**Filas proporcionadas**
====

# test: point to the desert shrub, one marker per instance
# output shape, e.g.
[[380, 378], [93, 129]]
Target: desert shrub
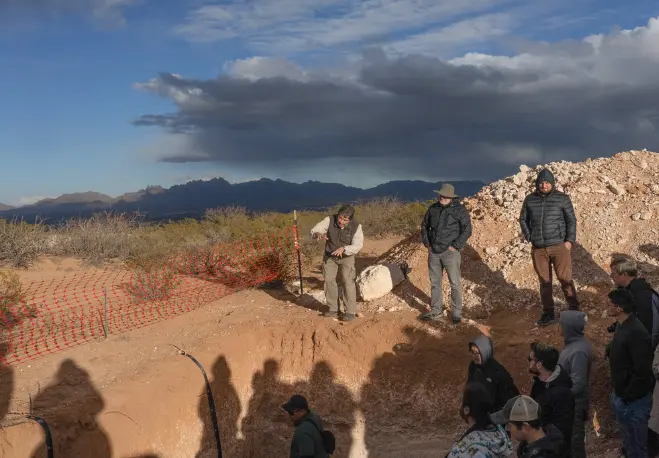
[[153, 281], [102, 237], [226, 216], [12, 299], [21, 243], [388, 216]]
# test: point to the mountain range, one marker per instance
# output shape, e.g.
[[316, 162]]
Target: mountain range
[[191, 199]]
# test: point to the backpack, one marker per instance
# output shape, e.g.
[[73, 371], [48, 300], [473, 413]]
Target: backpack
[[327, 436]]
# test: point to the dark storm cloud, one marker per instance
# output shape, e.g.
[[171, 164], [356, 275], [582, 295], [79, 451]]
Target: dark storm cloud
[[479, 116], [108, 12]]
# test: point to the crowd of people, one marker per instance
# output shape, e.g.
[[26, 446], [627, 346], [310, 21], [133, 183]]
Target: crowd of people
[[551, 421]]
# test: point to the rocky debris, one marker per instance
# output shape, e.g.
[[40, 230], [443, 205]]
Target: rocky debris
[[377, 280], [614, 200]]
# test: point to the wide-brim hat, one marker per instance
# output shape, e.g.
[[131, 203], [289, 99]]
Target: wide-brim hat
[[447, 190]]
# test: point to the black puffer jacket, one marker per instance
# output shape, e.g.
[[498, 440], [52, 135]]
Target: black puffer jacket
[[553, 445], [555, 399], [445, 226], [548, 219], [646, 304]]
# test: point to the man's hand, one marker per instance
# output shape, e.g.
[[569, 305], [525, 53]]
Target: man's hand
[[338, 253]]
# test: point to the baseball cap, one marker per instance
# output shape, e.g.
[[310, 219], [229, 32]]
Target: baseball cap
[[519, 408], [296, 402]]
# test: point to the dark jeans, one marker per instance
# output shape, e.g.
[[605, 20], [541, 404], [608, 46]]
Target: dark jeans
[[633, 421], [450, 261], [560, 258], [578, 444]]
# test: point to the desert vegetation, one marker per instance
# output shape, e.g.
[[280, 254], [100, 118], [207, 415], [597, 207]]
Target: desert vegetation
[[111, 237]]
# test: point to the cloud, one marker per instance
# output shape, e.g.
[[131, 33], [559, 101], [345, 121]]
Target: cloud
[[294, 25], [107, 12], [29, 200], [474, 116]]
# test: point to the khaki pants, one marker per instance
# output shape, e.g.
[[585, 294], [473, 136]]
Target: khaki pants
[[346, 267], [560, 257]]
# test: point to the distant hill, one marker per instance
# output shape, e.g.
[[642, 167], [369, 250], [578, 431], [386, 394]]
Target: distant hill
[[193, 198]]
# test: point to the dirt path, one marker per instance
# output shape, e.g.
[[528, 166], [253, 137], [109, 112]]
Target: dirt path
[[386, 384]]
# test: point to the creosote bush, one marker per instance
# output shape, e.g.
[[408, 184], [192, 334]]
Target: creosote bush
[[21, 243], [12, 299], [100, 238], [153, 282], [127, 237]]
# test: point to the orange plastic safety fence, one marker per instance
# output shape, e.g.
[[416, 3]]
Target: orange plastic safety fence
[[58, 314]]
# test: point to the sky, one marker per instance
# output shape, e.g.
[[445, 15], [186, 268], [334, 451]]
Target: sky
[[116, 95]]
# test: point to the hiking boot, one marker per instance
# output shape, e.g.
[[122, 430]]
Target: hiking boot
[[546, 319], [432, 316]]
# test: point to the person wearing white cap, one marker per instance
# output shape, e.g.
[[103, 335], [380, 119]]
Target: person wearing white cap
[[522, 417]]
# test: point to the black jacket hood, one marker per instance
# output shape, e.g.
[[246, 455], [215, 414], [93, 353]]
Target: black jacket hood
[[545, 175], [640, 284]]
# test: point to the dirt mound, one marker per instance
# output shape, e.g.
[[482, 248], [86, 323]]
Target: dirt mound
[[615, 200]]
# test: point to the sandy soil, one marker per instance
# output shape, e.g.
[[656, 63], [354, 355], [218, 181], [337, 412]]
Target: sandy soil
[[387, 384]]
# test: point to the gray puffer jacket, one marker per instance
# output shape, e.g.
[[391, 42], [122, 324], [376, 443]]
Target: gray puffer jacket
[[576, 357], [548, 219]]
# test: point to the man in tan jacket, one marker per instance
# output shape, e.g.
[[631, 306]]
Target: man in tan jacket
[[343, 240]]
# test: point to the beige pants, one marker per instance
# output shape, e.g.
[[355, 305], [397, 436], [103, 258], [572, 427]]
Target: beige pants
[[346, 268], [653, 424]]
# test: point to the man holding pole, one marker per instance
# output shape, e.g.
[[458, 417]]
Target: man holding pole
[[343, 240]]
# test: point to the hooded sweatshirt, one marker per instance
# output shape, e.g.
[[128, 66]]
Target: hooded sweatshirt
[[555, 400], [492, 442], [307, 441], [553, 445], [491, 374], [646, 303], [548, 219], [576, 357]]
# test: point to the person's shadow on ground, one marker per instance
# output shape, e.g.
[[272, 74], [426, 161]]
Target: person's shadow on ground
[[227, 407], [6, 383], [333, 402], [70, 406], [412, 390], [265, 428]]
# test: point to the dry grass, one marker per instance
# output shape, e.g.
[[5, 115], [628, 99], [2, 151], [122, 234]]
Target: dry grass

====

**Problema breve**
Por favor, reescribe las filas desde la línea que contiene "# test: point to the khaki" hasta la que contiene "[[387, 384]]", ambas incluidas, y suma 12 a cada número de las coordenadas de las respuestas. Copia las indicaciones y sus ejemplos de formato sin cambios.

**Solución del ejercicio**
# test: point to the khaki pants, one marker per instance
# output shape, e.g.
[[585, 294], [473, 136]]
Target: khaki pants
[[358, 279], [572, 269]]
# test: point to the distant hill, one marker per instance
# output shape, e.g.
[[642, 167], [369, 250], [578, 431], [386, 394]]
Target: distant hill
[[205, 210]]
# test: point to the dirt path, one marker per instance
# output shape, e.g.
[[528, 166], [253, 137], [109, 112]]
Target: dirt path
[[398, 396]]
# test: point to the creosote bush, one marker per instance
# output shape, e.g.
[[408, 184], [192, 334]]
Target: creosote bush
[[33, 255], [24, 311], [112, 250], [165, 294], [139, 249]]
# test: point to the orange plastic safety fence, one marker per instance
# output shape, e.g.
[[416, 3]]
Target: orange plastic safety fence
[[70, 326]]
# test: point to the sky, one marker per instance
# output shape, e.g.
[[445, 15], [186, 268], [334, 451]]
Target: sky
[[128, 107]]
# test: point to the hiking boot, one marker per instance
# output shape, e.g.
[[122, 430]]
Target: hiking boot
[[558, 331], [444, 328]]
# test: point to the person wearing white cap, one marker per instance
# output shape, e.g.
[[103, 335], [380, 119]]
Target: person wearing white cap
[[534, 429]]
# test: point to the black jacket hood, one marker per instance
# output shape, e.g.
[[246, 455], [215, 414], [93, 353]]
Target: black jacket hood
[[557, 187], [652, 296]]
# test: point to the dirt mound, one marker per instance
# output shape, e.g.
[[482, 248], [86, 323]]
Target: dirt mound
[[627, 212]]
# test: point to the sandy soil, one marker per instance
# output shape, e.g.
[[656, 63], [354, 355], [218, 181], [337, 412]]
Target: sandy soil
[[399, 396]]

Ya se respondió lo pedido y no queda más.